◆ **Directive**
Reproduce the data preparation notebook below word for word, from its heading to the final error message.

◆ **Document text**
# Data Preparation

`Overview`
This notebook handles the initial data processing pipeline:
- Loading raw data from source files
- Performing exploratory data analysis (EDA)
- Cleaning and handling missing values
- Feature preprocessing and engineering
- Exporting processed datasets for modeling

`Inputs`
- Raw data files from `../data/raw/` 

`Outputs`
- Processed datasets in `../data/processed/`
- EDA visualizations in `../reports/figures/`

`Dependencies`
- pandas
- numpy
- matplotlib
- seaborn

*Note: This is notebook 1 of the analysis pipeline*

In [14]:
# Imports 
import numpy as np
import pandas as pd
import matplotlib.pyplot as plt
import seaborn as sns
import os
from datetime import datetime
from pprint import pprint
from pathlib import Path
import csv
import sys

# Import data classes
project_root = Path.cwd().parent  # assumes you're in /notebooks
sys.path.append(str(project_root))

# Import custom modules
from backend.etl.ingestion import inspect_bad_lines, auto_fix_row, robust_csv_reader
from backend.etl.cleaning import standardize_columns, clean_numeric_column, clean_date_column


In [6]:
!which python


'which' is not recognized as an internal or external command,
operable program or batch file.

◆ **Data excerpts**
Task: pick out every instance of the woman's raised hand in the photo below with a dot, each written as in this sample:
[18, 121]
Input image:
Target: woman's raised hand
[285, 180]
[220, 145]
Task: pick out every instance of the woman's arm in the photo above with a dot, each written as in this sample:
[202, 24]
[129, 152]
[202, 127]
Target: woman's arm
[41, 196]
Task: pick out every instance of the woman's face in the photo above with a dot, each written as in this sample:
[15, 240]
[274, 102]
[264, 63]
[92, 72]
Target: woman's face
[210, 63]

◆ **Full answer**
# Data Preparation

`Overview`
This notebook handles the initial data processing pipeline:
- Loading raw data from source files
- Performing exploratory data analysis (EDA)
- Cleaning and handling missing values
- Feature preprocessing and engineering
- Exporting processed datasets for modeling

`Inputs`
- Raw data files from `../data/raw/` 

`Outputs`
- Processed datasets in `../data/processed/`
- EDA visualizations in `../reports/figures/`

`Dependencies`
- pandas
- numpy
- matplotlib
- seaborn

*Note: This is notebook 1 of the analysis pipeline*

In [14]:
# Imports 
import numpy as np
import pandas as pd
import matplotlib.pyplot as plt
import seaborn as sns
import os
from datetime import datetime
from pprint import pprint
from pathlib import Path
import csv
import sys

# Import data classes
project_root = Path.cwd().parent  # assumes you're in /notebooks
sys.path.append(str(project_root))

# Import custom modules
from backend.etl.ingestion import inspect_bad_lines, auto_fix_row, robust_csv_reader
from backend.etl.cleaning import standardize_columns, clean_numeric_column, clean_date_column


In [6]:
!which python


'which' is not recognized as an internal or external command,
operable program or batch file.